- _Passage provided_:

::::

According to Gray, it was keeping up with Sanchez that pushed him into a faster pace, allowing him to break the record.

Gray describes the Ajijic course as crazy.

“You could die on it,” Gray said. “There were parts where right next to the trail was a cliff.”

Originally from Lakewood, Gray graduated from Lakes High School. From there he went on to Oklahoma State University where he received his bachelor’s degree in sociology and master’s degree in criminology.

In high school, Gray ran both cross-country and track. Pushing him into the sport was his coach, Mark Brinkhaus.

“I was always getting into trouble and my coach could relate, he saw me in PE and had me come out to track,” Gray said. “He took me on trail runs and ever since then I’ve been a good cross-country runner.”

According to Gray, losing his first middle school race was a major turning point.

::::

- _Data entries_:
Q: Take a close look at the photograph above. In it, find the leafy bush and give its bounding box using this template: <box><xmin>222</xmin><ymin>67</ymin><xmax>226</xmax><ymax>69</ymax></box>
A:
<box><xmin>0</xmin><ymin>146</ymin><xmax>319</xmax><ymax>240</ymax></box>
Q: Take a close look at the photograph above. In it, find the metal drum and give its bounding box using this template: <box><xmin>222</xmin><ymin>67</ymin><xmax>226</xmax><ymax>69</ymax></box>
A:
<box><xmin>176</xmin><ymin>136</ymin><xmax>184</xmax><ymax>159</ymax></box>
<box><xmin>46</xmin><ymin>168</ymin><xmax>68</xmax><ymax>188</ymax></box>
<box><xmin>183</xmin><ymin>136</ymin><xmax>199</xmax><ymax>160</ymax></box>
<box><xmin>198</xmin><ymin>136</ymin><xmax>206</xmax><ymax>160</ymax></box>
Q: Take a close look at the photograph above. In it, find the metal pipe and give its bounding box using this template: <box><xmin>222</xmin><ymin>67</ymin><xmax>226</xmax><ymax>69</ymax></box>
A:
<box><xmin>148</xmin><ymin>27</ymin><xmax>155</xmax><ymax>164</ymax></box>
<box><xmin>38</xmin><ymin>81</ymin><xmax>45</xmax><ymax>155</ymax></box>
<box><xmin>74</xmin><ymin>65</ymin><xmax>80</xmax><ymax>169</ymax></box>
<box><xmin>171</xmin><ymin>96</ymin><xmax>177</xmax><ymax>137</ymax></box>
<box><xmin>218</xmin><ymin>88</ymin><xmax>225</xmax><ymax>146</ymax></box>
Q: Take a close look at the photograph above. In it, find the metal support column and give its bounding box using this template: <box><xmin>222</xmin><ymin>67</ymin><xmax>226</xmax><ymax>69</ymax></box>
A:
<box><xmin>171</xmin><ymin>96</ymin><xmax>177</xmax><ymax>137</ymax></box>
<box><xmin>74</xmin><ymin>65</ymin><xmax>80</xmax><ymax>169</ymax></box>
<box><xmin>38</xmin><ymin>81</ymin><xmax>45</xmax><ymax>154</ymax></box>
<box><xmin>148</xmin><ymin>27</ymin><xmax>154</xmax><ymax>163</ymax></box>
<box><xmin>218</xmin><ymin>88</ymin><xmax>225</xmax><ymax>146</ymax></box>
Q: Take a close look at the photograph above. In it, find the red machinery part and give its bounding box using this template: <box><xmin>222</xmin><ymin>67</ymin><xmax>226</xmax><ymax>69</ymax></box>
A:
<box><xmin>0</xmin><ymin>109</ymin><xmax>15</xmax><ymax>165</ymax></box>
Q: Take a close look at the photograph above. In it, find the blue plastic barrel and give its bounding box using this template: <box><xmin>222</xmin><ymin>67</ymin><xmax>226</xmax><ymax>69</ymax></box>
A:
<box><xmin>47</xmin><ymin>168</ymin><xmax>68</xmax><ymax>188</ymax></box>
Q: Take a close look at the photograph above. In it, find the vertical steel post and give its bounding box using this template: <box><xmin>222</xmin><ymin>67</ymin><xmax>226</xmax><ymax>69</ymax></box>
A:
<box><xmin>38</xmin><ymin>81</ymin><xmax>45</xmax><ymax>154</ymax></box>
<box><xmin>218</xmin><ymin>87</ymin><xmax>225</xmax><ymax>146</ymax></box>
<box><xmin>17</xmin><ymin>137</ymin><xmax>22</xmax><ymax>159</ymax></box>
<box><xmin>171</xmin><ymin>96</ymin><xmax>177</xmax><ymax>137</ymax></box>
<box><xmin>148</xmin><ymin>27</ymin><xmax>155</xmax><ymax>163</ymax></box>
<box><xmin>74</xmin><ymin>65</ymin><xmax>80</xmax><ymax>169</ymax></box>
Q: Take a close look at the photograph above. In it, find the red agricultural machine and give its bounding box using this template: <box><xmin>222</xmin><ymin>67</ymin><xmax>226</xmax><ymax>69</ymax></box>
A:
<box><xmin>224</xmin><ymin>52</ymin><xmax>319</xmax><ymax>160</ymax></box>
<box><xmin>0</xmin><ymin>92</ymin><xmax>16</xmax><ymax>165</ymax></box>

::::

- _Exercise instructions_:
- a) In the article about Gray's running, which coach got him into the sport in high school?
- b) Please continue the article about Gray's running from its last sentence onward.

- _Answers in order_:
- a) Mark Brinkhaus.

- b)
“When someone beats you one-on-one it does something to you mentally,” Gray said. “It set a fire inside of me, which caused me to not only focus more on running, but also school. I became a better person.”

Gray credits his father as his biggest fan and biggest supporter for supporting him throughout his career,.

“Whenever I’d lose a race it was always him reminding me to stay focused,” Gray said.

Gray made his first national team during his freshman year at Oklahoma State. There, he represented the United States at the Pan American Games in the 3K steeplechase.

The steeplechase features 35 barriers, seven of which are water pits. Throughout the race, the racer must jump over these barriers.

“This was different from what I was used to, suddenly you’re not the best guy on the team,” Gray said.

Throughout college, Gray found it difficult to focus on school and running. Deciding to focus on school, Gray didn’t make another national team till 2008.

Of his many accomplishments, Gray is most proud of his race last year in Slovenia. There, he led the Americans to their first-ever silver medal at the World Mountain Running Championship. His 10th-place finish was the highest finish of any American since mountain running has become an International Association of Athletics Federation world-championship event.

“The Africans were supposed to take all the medals,” Gray said. “A lot of guys stepped up so we held our own.”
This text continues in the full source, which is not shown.